点击Targets，查看添加的node信息。

访问 http://127.0.0.1:9100/metrics 查看抓取的节点信息。

安装grafana

Grafana是用于可视化大型测量数据的开源程序，它提供了强大和优雅的方式去创建、共享、浏览数据。Dashboard中显示了不同metric数据源中的数据。

grafana官网 https://grafana.com
grafana各个版本 https://grafana.com/grafana/download

安装grafana
以ubuntu系统安装为例：

$ wget https://dl.grafana.com/oss/release/grafana_6.3.1_amd64.deb 
$ dpkg -i grafana_6.3.1_amd64.deb

查看是否安装成功

$ grafana-server -v
Version 6.3.1 (commit: f2fffad, branch: HEAD)

启动grafana

$ service grafana-server start

验证是否启动成功
默认监听端口为3000

$ service grafana-server status
$ netstat -lnpt|grep 3000

访问grafana
访问 http://127.0.0.1:3000 默认用户名和密码都为admin。
添加数据源
点击Data Sources。

数据源选择Prometheus。

名字为Prometheus，URL为 http://localhost:9090，其他默认就可以，保存。

在Dashboards页面导入Prometheus Status模板，这里选择导入官网的模板。

点击import，可以输入模板的id，也可以上传json文件。
官网模版 https://grafana.com/grafana/dashboards
这里用405号模板，Prometheus选择Prometheus，点击import。

时间选择最近5分钟，此时会有数据。

根据自身需求可以导入其他模板，也可以自己做仪表盘。
一些模板需要依赖相应插件，可以去官网下载，安装说明官网文档都有记载。

§ 操作说明
a) 能把记录中从包含"Expected behaviour: a marker sits on the horse's tail, one"的那一行起、直到记录末尾的这一段逐字抄写出来吗？首尾两行都要包括，图片不要放进答案。
b) 能从最后一句之后接着写下去，把这篇讲Grafana安装与配置的节选文本续完吗？

§ 记录条目

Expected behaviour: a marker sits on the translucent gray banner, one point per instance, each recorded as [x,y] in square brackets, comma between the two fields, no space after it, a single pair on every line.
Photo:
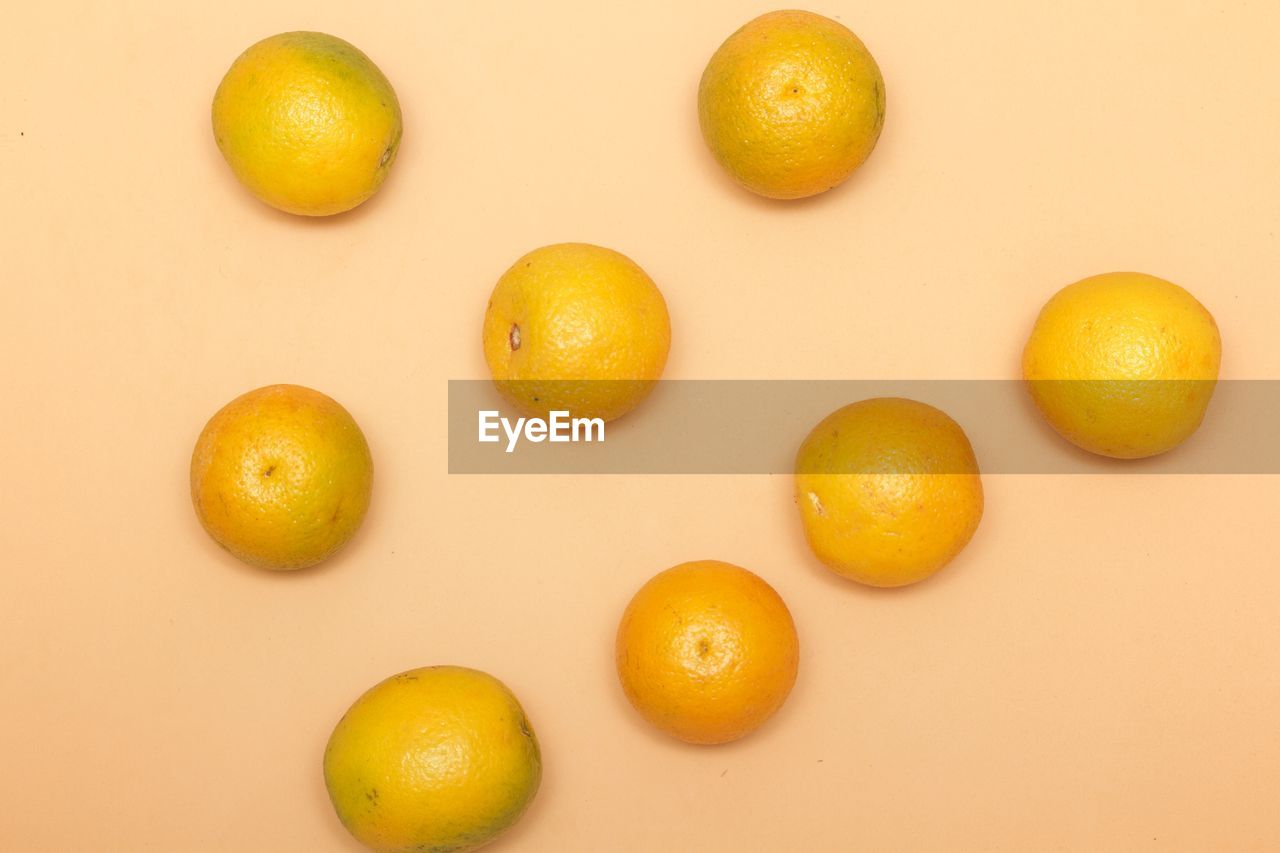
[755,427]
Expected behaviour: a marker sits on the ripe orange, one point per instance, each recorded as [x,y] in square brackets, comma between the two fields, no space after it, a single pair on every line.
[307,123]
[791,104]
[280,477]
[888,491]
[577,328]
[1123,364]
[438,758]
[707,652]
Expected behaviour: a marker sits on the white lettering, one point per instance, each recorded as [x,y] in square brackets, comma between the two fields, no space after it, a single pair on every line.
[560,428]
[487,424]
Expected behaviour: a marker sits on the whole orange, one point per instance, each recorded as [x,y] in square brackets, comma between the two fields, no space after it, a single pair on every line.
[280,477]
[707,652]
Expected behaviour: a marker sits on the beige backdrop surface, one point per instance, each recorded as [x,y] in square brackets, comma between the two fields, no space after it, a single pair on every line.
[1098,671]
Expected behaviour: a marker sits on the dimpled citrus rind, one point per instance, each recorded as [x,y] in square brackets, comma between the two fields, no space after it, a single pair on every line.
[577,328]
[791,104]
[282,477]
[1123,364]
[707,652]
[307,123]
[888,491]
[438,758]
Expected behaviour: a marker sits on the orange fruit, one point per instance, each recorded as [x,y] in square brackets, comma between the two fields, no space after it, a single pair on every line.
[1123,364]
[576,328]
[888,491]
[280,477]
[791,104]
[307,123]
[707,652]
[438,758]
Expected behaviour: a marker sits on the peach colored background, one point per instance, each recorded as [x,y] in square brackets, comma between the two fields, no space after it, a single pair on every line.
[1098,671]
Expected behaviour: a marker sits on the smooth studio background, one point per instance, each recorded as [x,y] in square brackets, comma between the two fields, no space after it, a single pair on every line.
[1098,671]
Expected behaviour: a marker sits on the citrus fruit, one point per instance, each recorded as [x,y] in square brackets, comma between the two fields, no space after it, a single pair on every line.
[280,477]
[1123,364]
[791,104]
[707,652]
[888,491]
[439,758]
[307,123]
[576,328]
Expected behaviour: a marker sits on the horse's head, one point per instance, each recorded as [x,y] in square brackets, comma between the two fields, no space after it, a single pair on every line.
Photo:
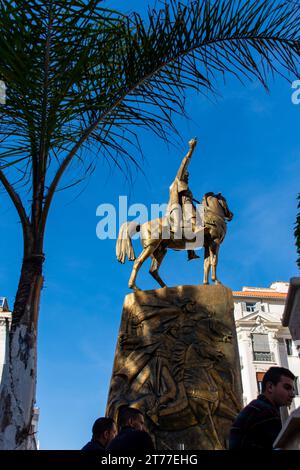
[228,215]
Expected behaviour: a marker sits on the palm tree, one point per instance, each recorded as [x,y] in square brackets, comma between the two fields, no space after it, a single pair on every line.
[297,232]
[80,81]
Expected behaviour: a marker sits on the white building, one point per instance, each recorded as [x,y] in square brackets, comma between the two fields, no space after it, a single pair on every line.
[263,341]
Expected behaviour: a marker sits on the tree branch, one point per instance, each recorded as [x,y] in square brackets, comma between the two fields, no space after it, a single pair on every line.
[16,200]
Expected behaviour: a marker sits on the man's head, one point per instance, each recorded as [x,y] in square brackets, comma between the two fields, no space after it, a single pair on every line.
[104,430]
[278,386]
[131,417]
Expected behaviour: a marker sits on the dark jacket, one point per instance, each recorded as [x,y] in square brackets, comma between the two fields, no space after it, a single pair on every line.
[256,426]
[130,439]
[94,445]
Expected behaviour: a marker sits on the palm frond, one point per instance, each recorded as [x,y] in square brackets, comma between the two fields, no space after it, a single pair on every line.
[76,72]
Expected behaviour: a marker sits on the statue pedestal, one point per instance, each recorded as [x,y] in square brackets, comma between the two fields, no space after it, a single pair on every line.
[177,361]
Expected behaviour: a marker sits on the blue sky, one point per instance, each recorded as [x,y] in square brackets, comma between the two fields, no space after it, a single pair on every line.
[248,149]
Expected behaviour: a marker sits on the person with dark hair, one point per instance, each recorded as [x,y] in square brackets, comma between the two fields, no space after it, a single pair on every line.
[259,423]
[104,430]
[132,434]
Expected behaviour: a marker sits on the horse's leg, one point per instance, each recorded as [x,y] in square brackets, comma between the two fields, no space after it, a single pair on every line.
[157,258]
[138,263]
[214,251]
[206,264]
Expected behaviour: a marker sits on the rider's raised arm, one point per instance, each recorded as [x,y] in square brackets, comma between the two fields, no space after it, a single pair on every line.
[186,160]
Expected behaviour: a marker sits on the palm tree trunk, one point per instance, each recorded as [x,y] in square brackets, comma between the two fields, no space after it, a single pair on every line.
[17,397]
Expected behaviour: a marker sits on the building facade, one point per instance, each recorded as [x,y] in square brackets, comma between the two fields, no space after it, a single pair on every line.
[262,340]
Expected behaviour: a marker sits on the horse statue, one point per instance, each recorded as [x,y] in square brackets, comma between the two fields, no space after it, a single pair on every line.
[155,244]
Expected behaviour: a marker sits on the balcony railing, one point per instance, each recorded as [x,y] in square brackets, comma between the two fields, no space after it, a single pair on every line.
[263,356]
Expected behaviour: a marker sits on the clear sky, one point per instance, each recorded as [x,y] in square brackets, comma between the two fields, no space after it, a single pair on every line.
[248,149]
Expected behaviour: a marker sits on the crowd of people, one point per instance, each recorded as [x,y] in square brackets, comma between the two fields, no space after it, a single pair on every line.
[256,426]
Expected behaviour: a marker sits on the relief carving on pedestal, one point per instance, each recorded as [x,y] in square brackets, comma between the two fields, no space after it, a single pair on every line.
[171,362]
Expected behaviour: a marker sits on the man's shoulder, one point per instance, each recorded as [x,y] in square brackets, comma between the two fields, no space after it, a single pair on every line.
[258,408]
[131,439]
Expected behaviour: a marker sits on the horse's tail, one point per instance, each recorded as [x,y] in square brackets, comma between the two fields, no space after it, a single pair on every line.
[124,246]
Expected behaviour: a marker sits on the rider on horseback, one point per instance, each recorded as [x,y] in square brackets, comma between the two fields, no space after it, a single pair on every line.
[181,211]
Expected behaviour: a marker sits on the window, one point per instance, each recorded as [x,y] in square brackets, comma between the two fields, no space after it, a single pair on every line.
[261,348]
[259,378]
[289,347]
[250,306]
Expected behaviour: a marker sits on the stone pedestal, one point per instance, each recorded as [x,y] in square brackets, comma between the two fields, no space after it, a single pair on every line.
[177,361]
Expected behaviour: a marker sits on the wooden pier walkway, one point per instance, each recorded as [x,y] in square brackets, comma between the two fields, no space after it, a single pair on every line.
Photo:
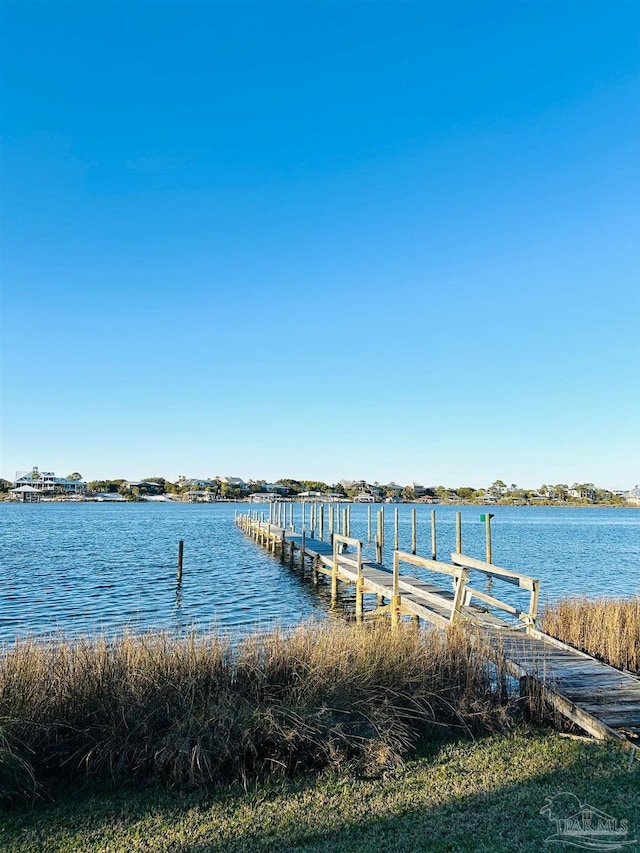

§ 逐项答案
a)
Expected behaviour: a marker sits on the horse's tail, one point per instance, each recorded as [x,y] in square brackets, comma between the two fields, no space after it, a single pair on every line.
[124,246]
Expected behaviour: a marker sits on the rider on horseback, one point per instance, each recorded as [x,y] in square brackets, comma between the two fields, no space after it, a single pair on every line.
[181,211]
Expected behaviour: a marker sits on the window, one point per instance, each recorded as [x,y] in square brackets, comma between the two fields, no space after it, a single pair on every line.
[261,348]
[259,378]
[289,347]
[250,306]
Expected behaviour: a marker sits on the stone pedestal, one point per instance, each recorded as [x,y] in square brackets, comma between the two fields, no space after it, a single pair on every line.
[177,361]
Expected behaviour: a marker sits on the wooden pier walkway, one point per instance, each recorded as [x,y] in square brackets, comma between the two fields, no space after it, a single pair on every line.
Photo:

b)
官网插件下载网址 https://grafana.com/grafana/plugins

安装alertmanager

安装alertmanager
报警可以使用grafana自带的报警，也可以通过alertmanager实现报警。
各个版本的alertmanager https://github.com/prometheus/alertmanager/releases
下载编译好的二进制文件，解压使用：

$ wget https://github.com/prometheus/alertmanager/releases/download/v0.18.0/alertmanager-0.18.0.linux-amd64.tar.gz
$ tar -xvf alertmanager-0.18.0.linux-amd64.tar.gz
$ mv alertmanager-0.18.0.linux-amd64 /usr/local/alertmanager

查看是否安装成功

$ cd /usr/local/alertmanager
$ ./alertmanager --version
alertmanager, version 0.18.0 (branch: HEAD, revision: 1ace0f76b7101cccc149d7298022df36039858ca)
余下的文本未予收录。